## Collected data
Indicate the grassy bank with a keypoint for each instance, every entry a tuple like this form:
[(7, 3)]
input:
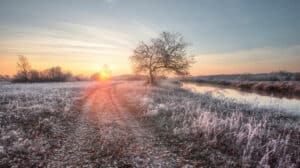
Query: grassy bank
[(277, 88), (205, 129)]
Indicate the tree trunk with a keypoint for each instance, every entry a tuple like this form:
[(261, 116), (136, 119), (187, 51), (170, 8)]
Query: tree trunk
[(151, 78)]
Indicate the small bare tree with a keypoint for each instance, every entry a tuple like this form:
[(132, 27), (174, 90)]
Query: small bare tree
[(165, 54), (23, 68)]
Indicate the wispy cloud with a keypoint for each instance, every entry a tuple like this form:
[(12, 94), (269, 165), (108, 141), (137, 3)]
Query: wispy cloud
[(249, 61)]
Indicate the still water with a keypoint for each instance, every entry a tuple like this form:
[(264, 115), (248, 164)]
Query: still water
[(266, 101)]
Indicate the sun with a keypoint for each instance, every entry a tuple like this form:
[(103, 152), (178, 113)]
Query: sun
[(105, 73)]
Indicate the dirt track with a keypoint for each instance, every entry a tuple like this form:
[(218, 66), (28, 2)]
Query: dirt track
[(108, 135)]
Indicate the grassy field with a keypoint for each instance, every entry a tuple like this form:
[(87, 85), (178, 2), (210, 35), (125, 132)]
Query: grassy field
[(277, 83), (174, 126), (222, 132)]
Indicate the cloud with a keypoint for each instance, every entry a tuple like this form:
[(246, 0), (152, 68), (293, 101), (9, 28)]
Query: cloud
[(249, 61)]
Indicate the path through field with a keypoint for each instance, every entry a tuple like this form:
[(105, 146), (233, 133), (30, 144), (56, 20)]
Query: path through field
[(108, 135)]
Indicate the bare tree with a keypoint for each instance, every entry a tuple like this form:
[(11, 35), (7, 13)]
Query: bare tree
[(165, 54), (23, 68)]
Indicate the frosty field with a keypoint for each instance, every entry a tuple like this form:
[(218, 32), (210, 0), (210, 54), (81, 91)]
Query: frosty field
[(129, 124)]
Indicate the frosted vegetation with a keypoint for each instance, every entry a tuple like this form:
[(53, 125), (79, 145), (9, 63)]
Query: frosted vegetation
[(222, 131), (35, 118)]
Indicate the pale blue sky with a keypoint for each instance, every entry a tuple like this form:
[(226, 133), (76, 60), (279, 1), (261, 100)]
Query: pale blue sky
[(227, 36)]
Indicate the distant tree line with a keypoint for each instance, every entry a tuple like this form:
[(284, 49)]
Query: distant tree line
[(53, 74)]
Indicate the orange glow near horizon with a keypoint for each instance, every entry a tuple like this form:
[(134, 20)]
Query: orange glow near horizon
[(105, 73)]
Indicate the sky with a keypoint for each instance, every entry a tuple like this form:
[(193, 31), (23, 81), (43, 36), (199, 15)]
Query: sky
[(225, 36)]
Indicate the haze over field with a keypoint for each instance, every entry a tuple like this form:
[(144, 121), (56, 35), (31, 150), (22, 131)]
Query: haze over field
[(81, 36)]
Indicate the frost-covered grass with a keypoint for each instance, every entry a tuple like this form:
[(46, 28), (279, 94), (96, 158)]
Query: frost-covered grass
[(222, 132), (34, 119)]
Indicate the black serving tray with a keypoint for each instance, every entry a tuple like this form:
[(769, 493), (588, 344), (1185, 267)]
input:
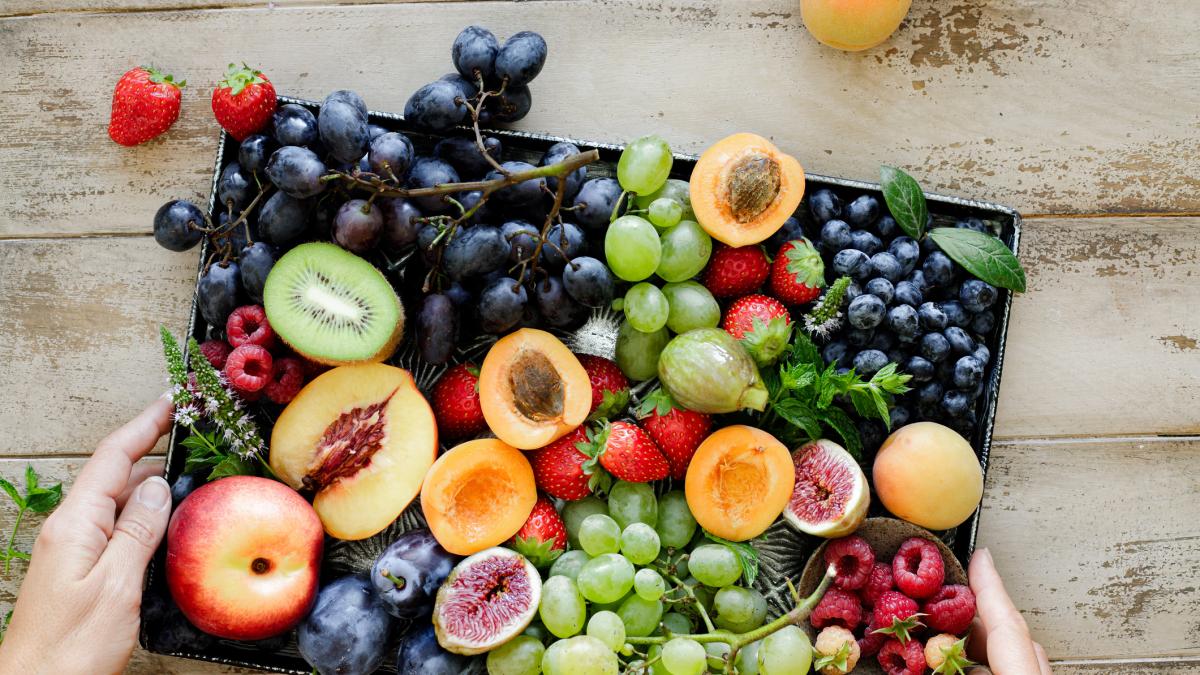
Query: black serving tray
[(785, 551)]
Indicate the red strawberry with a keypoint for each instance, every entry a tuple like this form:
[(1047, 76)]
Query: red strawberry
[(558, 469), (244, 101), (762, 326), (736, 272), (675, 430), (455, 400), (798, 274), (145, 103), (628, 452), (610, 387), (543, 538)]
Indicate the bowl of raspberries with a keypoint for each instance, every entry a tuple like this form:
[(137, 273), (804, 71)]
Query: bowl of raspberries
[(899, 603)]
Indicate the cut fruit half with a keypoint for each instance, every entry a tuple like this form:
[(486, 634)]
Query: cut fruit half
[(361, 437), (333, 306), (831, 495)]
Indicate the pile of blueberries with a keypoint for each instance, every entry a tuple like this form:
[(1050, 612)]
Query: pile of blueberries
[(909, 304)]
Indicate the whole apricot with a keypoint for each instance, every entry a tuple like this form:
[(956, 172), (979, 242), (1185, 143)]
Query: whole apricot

## Written exercise
Extract all of the lines above word for word, leaving the pictures out of your answer.

## Result
Indicate the grassy bank with a keypoint for each instance, every entry a tuple like this form:
[(7, 3)]
input:
Query: grassy bank
[(277, 88), (205, 129)]
Indicate the tree trunk with a keypoint for each instance, every entry a tuple like this form:
[(261, 116), (136, 119), (187, 51), (170, 8)]
Query: tree trunk
[(151, 78)]
Indicate the small bare tree with a keypoint for each instance, every entry a tuple like this form:
[(132, 27), (174, 90)]
Query: small bare tree
[(165, 54), (23, 68)]
Indicate the wispy cloud with a keypoint for each instance, every entry a tuple like this form:
[(12, 94), (269, 165), (108, 141), (137, 3)]
Query: wispy cloud
[(249, 61)]
Indicate the still water with a keypoint for each instance, every entry a tuple like this form:
[(264, 115), (248, 164)]
Query: still water
[(266, 101)]
Indicate the sun with a keypoint for each instance, every entry a tuple like this form:
[(103, 152), (178, 113)]
Query: sun
[(105, 73)]
Indicate the dirt track with a keypoint for each instance, every entry a tuple like this form:
[(218, 66), (28, 2)]
Query: dirt track
[(108, 135)]
Indicate the grassy field with a keypoint for each instance, every entry a tuple like this form:
[(87, 85), (178, 2), (210, 35), (125, 132)]
Query: grassy field
[(277, 83), (174, 126), (222, 132)]
Indicate the cloud with a keypoint for each instance, every entry a tuple like this form:
[(246, 0), (152, 68), (293, 101), (9, 28)]
Query: cloud
[(249, 61)]
Indicate the path through field with a keypoint for each instance, every entry a tuple like this form:
[(105, 146), (233, 133), (30, 144), (56, 20)]
Query: path through field
[(108, 135)]
Indicate the bare tree with a keypoint for each instance, every entry a tuple like this form:
[(11, 35), (7, 13)]
Query: bare tree
[(165, 54), (23, 68)]
Indicate the frosty field with a keypoint for each instance, every entry a tuple like this form:
[(218, 32), (210, 0), (210, 54), (81, 91)]
Query: frosty field
[(129, 124)]
Indicate the frosted vegetation with a keypoint for each instance, every entry a tuple like this form:
[(53, 125), (79, 145), (9, 63)]
Query: frosted vegetation
[(222, 131), (35, 118)]
Indicate the pale blue sky with a keypoint for each instance, every entry a tuple like this form:
[(226, 133), (76, 60), (279, 1), (261, 100)]
Query: pale blue sky
[(227, 36)]
Indicate the distant tree line with a keypoint for each instance, every entry a tuple like this form:
[(284, 49)]
Query: distant tree line
[(53, 74)]
Indicate the orange glow near horizon with a keypoint for each instance, every entry a tuple like this form:
[(134, 20)]
Query: orange glow near horizon
[(105, 73)]
Indicate the sky with a keypoint for each instance, every entry a tuple like this form:
[(193, 31), (23, 81), (43, 36), (199, 15)]
Query: sky
[(225, 36)]
Indicate the haze over field with a keypoint for each instance, every entry a tuple like this form:
[(144, 121), (56, 35), (31, 150), (22, 131)]
Query: haze over field
[(81, 36)]
Indicate the frost-covered grass with a keypoint for each instance, every entry a tuple like this form:
[(46, 28), (279, 94), (96, 158)]
Query: frost-covered grass
[(222, 132), (34, 119)]
Indicate the black serving tray with a keypoint for each instance, every entry a tuple like this form:
[(769, 493), (588, 344), (1185, 267)]
input:
Query: black serving tray
[(785, 551)]
Indicate the red strawberry with a keypoint for each instance, every entry a tuple like this form:
[(1047, 76)]
Query: red strawberry
[(558, 469), (244, 101), (762, 326), (736, 272), (675, 430), (455, 400), (798, 274), (145, 103), (628, 452), (610, 387), (543, 538)]
Indicate the bowl of raspberries with a keypoint for each instance, every entry a tuple like this form:
[(137, 273), (804, 71)]
Query: bowl of raspberries
[(899, 603)]
Indicate the cut fruit half with a keypoint for each instance, every entry a tuple like this form:
[(486, 634)]
Query: cut fruit half
[(361, 437), (333, 306), (831, 495)]
Indicate the pile of blueberries with a keypoint for each instance, every entry a tuple like this form:
[(1050, 612)]
Query: pile of blueberries
[(909, 304)]
Indicate the whole apricot with a keypoint for each instance, every entry a tuple like this form:
[(956, 172), (979, 242), (1185, 143)]
Query: whole apricot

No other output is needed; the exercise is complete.